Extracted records
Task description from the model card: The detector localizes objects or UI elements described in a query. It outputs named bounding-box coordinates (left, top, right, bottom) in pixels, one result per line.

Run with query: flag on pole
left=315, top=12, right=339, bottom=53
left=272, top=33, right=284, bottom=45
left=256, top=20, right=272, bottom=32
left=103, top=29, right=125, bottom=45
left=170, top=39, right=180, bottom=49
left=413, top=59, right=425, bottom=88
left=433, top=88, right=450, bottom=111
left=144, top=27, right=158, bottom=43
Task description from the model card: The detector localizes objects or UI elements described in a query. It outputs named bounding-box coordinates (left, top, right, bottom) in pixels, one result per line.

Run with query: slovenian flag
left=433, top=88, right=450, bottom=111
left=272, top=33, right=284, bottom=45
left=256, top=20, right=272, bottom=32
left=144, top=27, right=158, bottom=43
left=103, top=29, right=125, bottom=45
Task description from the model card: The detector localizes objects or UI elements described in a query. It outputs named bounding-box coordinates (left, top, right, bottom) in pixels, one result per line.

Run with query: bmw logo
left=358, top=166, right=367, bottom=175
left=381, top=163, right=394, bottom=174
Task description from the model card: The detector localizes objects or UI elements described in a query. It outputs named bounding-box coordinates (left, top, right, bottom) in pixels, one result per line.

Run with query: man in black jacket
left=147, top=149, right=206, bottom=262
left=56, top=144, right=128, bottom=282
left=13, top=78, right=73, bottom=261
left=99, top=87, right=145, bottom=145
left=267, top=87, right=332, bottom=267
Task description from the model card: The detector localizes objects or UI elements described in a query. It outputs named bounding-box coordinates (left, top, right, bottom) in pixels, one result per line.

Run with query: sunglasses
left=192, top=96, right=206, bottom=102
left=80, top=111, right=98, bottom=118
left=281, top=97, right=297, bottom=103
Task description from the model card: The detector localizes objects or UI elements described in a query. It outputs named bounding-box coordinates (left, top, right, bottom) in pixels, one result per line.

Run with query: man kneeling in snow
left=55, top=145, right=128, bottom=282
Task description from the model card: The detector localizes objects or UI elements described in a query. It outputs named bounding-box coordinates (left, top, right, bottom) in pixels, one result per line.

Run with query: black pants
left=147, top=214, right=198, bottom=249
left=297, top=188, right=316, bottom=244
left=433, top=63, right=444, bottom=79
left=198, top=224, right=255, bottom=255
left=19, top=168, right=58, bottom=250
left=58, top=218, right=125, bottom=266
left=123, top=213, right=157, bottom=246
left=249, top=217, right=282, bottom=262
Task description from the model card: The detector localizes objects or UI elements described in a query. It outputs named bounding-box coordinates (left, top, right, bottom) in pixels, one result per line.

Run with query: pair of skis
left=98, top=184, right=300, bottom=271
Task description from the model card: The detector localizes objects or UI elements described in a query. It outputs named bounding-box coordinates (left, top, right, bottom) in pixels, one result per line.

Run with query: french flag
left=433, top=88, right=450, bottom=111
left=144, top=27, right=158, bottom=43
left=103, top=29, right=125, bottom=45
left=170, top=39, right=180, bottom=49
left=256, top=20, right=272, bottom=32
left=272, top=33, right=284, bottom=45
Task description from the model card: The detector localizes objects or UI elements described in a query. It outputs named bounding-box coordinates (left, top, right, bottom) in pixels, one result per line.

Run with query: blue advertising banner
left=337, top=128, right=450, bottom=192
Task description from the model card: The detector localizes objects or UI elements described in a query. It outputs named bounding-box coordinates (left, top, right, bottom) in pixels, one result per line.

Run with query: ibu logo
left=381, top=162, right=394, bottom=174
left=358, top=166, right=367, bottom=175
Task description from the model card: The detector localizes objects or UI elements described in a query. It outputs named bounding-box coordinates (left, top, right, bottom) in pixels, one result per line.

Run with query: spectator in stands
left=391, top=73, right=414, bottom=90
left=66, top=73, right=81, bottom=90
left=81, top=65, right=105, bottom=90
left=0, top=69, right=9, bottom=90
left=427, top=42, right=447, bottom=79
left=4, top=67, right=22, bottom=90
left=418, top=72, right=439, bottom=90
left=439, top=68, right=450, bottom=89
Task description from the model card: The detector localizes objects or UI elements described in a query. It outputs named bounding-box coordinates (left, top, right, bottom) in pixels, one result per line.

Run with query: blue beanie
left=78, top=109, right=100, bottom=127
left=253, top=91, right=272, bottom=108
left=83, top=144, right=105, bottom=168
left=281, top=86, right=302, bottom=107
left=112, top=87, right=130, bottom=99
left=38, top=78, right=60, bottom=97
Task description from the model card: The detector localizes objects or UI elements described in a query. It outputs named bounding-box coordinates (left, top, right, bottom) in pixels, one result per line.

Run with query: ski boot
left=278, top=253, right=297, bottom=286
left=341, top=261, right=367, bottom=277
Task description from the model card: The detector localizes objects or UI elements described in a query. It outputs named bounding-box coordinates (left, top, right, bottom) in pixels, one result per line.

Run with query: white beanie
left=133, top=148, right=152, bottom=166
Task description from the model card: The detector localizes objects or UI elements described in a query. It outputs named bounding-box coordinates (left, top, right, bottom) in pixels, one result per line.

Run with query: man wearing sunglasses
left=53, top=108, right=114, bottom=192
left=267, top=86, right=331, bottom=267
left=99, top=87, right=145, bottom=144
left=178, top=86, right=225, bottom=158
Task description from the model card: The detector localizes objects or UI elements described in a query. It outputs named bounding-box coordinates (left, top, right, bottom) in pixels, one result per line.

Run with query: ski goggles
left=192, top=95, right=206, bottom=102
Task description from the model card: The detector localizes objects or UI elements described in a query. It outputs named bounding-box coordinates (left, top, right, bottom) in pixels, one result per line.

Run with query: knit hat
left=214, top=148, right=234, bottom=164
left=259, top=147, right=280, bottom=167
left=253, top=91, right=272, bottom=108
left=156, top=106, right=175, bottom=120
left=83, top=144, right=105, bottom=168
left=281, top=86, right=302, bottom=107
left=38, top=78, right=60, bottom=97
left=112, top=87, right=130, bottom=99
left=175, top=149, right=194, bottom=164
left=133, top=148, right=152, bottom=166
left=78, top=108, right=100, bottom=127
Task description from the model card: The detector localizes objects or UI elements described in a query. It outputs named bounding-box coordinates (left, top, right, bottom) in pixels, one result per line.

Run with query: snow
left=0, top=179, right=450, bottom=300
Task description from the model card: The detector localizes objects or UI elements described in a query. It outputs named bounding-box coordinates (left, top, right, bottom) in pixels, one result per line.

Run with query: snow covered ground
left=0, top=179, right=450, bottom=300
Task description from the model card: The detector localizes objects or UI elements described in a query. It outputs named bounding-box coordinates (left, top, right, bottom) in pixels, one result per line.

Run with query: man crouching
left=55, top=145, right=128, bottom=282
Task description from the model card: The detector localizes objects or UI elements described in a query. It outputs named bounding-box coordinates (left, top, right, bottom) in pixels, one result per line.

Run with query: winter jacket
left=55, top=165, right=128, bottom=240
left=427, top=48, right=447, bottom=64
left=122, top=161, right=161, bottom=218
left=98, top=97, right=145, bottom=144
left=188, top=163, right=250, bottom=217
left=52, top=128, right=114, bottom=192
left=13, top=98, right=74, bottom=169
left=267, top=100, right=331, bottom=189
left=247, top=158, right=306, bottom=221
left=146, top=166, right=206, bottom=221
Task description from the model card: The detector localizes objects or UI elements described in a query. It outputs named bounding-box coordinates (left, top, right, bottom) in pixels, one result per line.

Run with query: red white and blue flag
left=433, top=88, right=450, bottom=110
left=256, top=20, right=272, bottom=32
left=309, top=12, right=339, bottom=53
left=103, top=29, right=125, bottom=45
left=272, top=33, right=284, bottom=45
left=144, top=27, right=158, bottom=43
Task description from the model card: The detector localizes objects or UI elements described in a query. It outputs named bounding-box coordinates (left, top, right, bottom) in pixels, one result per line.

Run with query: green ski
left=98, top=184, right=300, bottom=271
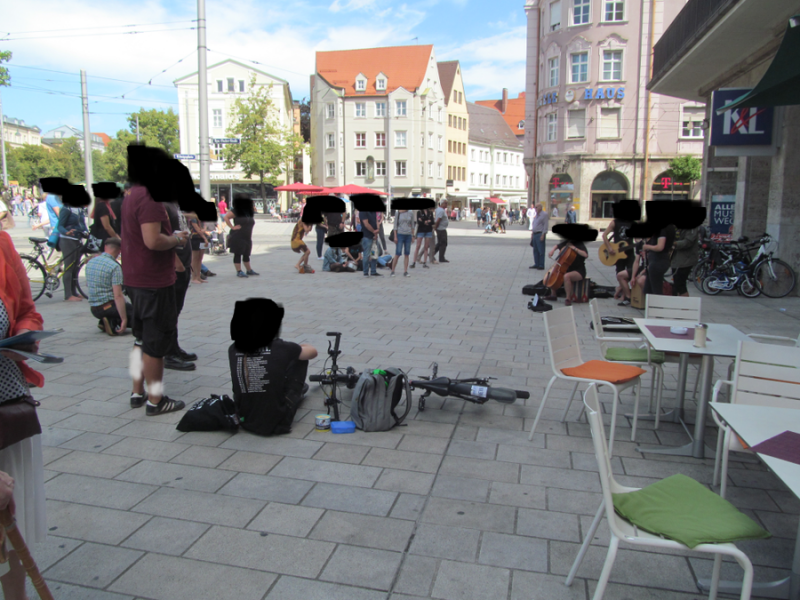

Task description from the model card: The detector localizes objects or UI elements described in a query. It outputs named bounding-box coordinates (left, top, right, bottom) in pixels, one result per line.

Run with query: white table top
left=633, top=318, right=752, bottom=356
left=710, top=402, right=800, bottom=498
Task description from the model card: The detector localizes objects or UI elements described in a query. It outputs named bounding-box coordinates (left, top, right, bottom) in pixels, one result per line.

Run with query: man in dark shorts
left=122, top=176, right=188, bottom=416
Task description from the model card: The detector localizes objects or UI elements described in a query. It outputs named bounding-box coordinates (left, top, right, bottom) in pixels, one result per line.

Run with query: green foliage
left=668, top=154, right=703, bottom=183
left=223, top=75, right=303, bottom=198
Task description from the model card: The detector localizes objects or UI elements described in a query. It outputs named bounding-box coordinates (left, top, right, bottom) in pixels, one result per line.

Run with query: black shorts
left=127, top=285, right=178, bottom=358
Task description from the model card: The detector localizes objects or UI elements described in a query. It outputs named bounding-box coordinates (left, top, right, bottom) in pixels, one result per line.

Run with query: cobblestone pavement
left=6, top=221, right=800, bottom=600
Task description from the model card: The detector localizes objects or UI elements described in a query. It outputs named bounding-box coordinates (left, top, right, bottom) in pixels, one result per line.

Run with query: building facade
left=525, top=0, right=705, bottom=226
left=467, top=102, right=527, bottom=212
left=174, top=59, right=295, bottom=209
left=311, top=45, right=447, bottom=198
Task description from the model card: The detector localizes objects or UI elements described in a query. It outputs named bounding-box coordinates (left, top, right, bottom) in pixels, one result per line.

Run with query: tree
left=223, top=75, right=303, bottom=198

### TO BE DONE:
Starting at the first of the rows above and ending at the line that contains "left=281, top=97, right=297, bottom=103", rewrite those lines as a Markdown table with the columns No. and Line. Number each line and leave out blank ones.

### WRITTEN SOLUTION:
| No. | Line |
|---|---|
| 1 | Task description from the model card: The detector localizes objects or UI elements described in a query. It outputs named bounding-box coordinates (left, top, right, bottom) in pixels, one result per line. |
| 2 | Run with query: flag on pole |
| 3 | left=315, top=12, right=339, bottom=53 |
| 4 | left=272, top=33, right=284, bottom=45 |
| 5 | left=256, top=20, right=272, bottom=32 |
| 6 | left=103, top=29, right=125, bottom=45 |
| 7 | left=170, top=39, right=180, bottom=49 |
| 8 | left=413, top=59, right=425, bottom=88 |
| 9 | left=433, top=88, right=450, bottom=111 |
| 10 | left=144, top=27, right=158, bottom=43 |
| 11 | Task description from the model card: The detector localizes objects or UI elements described in a query. It outputs named bounding-box coordinates (left, top, right, bottom) in pixels, one result per line. |
| 12 | Run with query: slovenian flag |
| 13 | left=433, top=88, right=450, bottom=111 |
| 14 | left=272, top=33, right=284, bottom=45 |
| 15 | left=256, top=20, right=272, bottom=32 |
| 16 | left=144, top=27, right=158, bottom=43 |
| 17 | left=103, top=29, right=125, bottom=45 |
| 18 | Task description from the model card: The detector localizes objects or UI elements described in a query. It outputs named bounding-box coordinates (left, top, right, bottom) in pixels, one result per line. |
| 19 | Run with query: bmw logo |
| 20 | left=358, top=166, right=367, bottom=175 |
| 21 | left=381, top=163, right=394, bottom=174 |
| 22 | Task description from the model card: The detector localizes objects or UI elements described in a query. It outputs named bounding-box coordinates (left, top, right, bottom) in pixels, one result per line. |
| 23 | Run with query: man in black jacket |
| 24 | left=147, top=149, right=206, bottom=262 |
| 25 | left=56, top=144, right=128, bottom=282 |
| 26 | left=13, top=78, right=73, bottom=261 |
| 27 | left=99, top=87, right=145, bottom=145 |
| 28 | left=267, top=87, right=332, bottom=267 |
| 29 | Task description from the model card: The detector localizes objects or UI elements described in a query. It outputs named bounding-box coordinates (left, top, right, bottom) in pixels, one result per line. |
| 30 | Run with query: sunglasses |
| 31 | left=192, top=96, right=206, bottom=102 |
| 32 | left=80, top=111, right=98, bottom=118 |
| 33 | left=281, top=97, right=297, bottom=103 |